> [記述問題 A]: 文書では、長期保有優待をもらう上で「株主番号」が最も重要だとしています。その理由を説明してください。
> [記述問題 B]: 文書のうち、「このような疑問にクロス取引歴5年目の主婦が実体験をもとに解説していきます。」から「続けるというのが大前提です。」までをすべて、一字も変えずに書き出してください。

> [文書]:
──────────────────────────────

このような疑問にクロス取引歴5年目の主婦が実体験をもとに解説していきます。
一定期間、現物株式を保有していれば確実にもらえる長期保有優待ですが、クロス取引ではどうなるのでしょうか? できることならクロス取引でも欲しいですよね!
結論から言うと、条件を満たせばクロス取引でも長期保有優待をもらえます。
本記事では、クロス取引で長期保有優待を獲得する方法について具体的に解説していきたいと思います。
長期保有優待の種類
まず、ここでは株式の継続保有を条件に贈呈される優待のことを「長期保有優待」と呼んでいます。
長期保有優待には次の2パターンあります。
- 継続保有制限なし:初回のクロス取引から優待をもらえる。さらに一定期間継続保有すると通常の優待内容に長期保有特典が付く。
- 継続保有制限あり:一定期間、株式を継続保有して初めて優待がもらえる。初回取引から優待をもらうことはできない。
長期保有優待をもらうための条件
長期保有優待をもらう上で最も重要なのは「株主番号」。
基本的に株主番号を元に継続保有年数を判定するので、同じ株主番号で株主名簿に記録され続けるというのが大前提です。
次に株主番号のほかに長期保有優待をもらうために押さえておきたい条件を説明していきます。
継続保有制限のない銘柄
継続保有制限がない場合は、初回の権利確定日から優待がもらえます。そして株式の保有年数に応じて優待内容が増額・グレードアップされます。せっかく優待取得するなら長期保有優待も一緒にゲットしたいですよね。
継続保有制限がない銘柄で長期保有優待をもらうために、次の3つのポイントは要チェックです。
- 優待は年何回?
- 継続保有判定されるには、年に何回株主名簿に記載されるべき?
- 株主名簿への記載は何株以上が必要?端株でもOK?
優待月が年2回の場合は、途切れずにクロス取引を続けていれば長期保有優待が付くケースがほとんどです。
優待月は年1回でも、継続保有条件を満たすには年2回株主名簿への記録が必要なケースが案外多いんです。

──────────────────────────────

> [表示データ]:
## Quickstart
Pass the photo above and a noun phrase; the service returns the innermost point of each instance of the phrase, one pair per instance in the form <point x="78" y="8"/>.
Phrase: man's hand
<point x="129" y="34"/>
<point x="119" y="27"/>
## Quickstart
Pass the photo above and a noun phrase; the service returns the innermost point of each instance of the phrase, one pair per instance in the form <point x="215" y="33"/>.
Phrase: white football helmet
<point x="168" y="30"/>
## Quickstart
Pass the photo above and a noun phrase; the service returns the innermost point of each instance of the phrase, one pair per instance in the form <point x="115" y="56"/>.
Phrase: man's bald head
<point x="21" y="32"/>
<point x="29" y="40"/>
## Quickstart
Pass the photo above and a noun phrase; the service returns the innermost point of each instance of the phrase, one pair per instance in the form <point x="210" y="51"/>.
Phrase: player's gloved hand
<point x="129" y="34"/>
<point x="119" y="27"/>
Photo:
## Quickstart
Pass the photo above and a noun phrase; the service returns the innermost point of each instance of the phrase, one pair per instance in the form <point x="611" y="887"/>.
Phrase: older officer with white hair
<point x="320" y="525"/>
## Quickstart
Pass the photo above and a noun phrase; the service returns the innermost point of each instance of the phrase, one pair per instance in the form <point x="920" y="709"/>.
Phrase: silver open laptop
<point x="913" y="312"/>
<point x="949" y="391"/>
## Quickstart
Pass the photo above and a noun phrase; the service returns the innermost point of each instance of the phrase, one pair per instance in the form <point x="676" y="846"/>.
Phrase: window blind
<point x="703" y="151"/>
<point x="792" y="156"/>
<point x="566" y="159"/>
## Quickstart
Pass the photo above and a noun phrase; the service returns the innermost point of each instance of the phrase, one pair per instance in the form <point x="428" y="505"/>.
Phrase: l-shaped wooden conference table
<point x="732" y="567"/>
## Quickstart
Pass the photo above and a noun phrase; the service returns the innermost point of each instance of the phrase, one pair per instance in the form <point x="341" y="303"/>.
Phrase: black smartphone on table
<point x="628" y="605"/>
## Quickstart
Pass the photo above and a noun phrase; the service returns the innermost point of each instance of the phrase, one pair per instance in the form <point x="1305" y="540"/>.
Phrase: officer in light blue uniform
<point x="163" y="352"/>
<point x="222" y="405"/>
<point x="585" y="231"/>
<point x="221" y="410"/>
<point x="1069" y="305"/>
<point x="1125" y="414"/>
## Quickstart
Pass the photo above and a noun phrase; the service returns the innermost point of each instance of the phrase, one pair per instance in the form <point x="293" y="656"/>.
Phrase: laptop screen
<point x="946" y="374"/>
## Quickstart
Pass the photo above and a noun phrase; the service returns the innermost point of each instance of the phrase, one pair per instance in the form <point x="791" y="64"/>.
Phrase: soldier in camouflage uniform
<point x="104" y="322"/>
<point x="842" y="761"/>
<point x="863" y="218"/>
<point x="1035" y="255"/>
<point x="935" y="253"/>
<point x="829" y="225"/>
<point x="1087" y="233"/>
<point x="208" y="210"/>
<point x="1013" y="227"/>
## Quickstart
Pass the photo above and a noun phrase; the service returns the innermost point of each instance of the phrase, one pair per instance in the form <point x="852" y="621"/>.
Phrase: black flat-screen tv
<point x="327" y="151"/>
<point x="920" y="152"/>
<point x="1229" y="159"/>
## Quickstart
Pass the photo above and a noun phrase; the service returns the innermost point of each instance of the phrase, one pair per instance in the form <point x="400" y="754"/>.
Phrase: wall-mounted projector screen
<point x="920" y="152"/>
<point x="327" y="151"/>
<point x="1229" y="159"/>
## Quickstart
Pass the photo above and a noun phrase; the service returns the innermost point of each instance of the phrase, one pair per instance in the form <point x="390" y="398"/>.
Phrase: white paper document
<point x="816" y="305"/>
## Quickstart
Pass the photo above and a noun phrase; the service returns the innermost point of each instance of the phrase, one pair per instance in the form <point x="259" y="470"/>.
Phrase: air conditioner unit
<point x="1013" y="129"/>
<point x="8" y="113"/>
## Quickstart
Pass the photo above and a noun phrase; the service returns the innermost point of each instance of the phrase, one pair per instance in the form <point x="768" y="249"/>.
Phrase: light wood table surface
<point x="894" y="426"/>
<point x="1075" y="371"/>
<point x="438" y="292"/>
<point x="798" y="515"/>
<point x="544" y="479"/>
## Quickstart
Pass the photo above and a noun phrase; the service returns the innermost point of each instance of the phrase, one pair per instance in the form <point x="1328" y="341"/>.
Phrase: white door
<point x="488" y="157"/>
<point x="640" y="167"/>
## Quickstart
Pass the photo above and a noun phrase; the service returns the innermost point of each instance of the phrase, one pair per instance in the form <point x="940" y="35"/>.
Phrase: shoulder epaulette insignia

──────────────────────────────

> [演習の解答 A]: 継続保有年数は基本的に株主番号をもとに判定されるためです。そのため、同じ株主番号で株主名簿に記録され続けることが大前提になります。

> [演習の解答 B]:
このような疑問にクロス取引歴5年目の主婦が実体験をもとに解説していきます。
一定期間、現物株式を保有していれば確実にもらえる長期保有優待ですが、クロス取引ではどうなるのでしょうか? できることならクロス取引でも欲しいですよね!
結論から言うと、条件を満たせばクロス取引でも長期保有優待をもらえます。
本記事では、クロス取引で長期保有優待を獲得する方法について具体的に解説していきたいと思います。
長期保有優待の種類
まず、ここでは株式の継続保有を条件に贈呈される優待のことを「長期保有優待」と呼んでいます。
長期保有優待には次の2パターンあります。
- 継続保有制限なし:初回のクロス取引から優待をもらえる。さらに一定期間継続保有すると通常の優待内容に長期保有特典が付く。
- 継続保有制限あり:一定期間、株式を継続保有して初めて優待がもらえる。初回取引から優待をもらうことはできない。
長期保有優待をもらうための条件
長期保有優待をもらう上で最も重要なのは「株主番号」。
基本的に株主番号を元に継続保有年数を判定するので、同じ株主番号で株主名簿に記録され続けるというのが大前提です。